Texte fourni —
========================

Puis, la fronde parlementaire

En décembre 2015, l'opposition remporte les élections législatives et décroche 99 sièges, soit une majorité des trois cinquièmes. Après avoir échoué à organiser un référendum pour révoquer le président président, le Parlement, désormais contrôlé par le centre-droit, approuve en octobre 2016 l’ouverture d’un procès pour la destitution de Nicolás Maduro. Un acte qualifié de «putsch parlementaire» par le principal concerné. 

Le 30 mars 2017, la cour Suprême, connue pour être proche du camp de Nicolás Maduro, prive le Parlement de ses pouvoirs. Les députés ne disposent plus de leur immunité et le chef de l'Etat peut dorénavant prendre toutes les mesures nécessaires pour garantir la «stabilité démocratique» du pays. L'opposition dénonce à son tour un coup d'Etat. De nombreux pays européens, d'Amérique latine et les Etats-Unis se positionnent également contre cette décision. La cour Suprême fait finalement marche arrière 48 heures plus tard.

En juillet 2017, dans une volonté de contourner le Parlement, le président Marudo fait élire une nouvelle Assemblée constituante entièrement contrôlée par les chavistes. Pour y parvenir, certains électeurs ont pu voter deux fois et les candidats issus de partis ont été interdits. Cette Assemblée obtient les pleins pouvoirs pour refonder les institutions et la loi. Une de ses premières décisions? Limoger la procureure générale Luisa Ortega, une opposante de Nicolás Maduro.

========================

Extrait des données —
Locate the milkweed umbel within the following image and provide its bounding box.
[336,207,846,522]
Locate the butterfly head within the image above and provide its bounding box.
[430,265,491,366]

========================

Consigne — Recopiez sans la moindre modification le passage du texte fourni, tout ce qui va de « Le 30 mars 2017, la » jusqu'à « heures plus tard. ».

Résultat —
Le 30 mars 2017, la cour Suprême, connue pour être proche du camp de Nicolás Maduro, prive le Parlement de ses pouvoirs. Les députés ne disposent plus de leur immunité et le chef de l'Etat peut dorénavant prendre toutes les mesures nécessaires pour garantir la «stabilité démocratique» du pays. L'opposition dénonce à son tour un coup d'Etat. De nombreux pays européens, d'Amérique latine et les Etats-Unis se positionnent également contre cette décision. La cour Suprême fait finalement marche arrière 48 heures plus tard.